Leaving the images aside, print every record in the material exactly.

:: INFORMATION SUPPLIED ::
::::
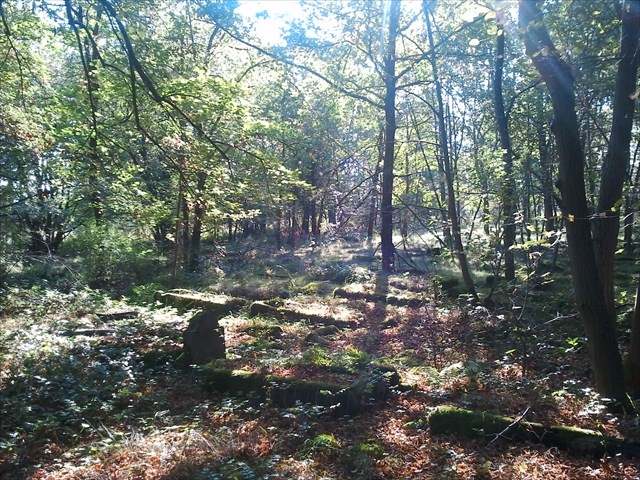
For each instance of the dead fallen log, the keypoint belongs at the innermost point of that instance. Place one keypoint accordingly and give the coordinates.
(219, 305)
(264, 309)
(411, 302)
(372, 387)
(473, 424)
::::
:: ANSWER FOR THE TASK ::
For each instance of the dead fallen log, the keypoint belongs at the innermost point of that instance. Place one keypoint accordingly and give the coordinates.
(219, 305)
(264, 309)
(411, 302)
(372, 387)
(473, 424)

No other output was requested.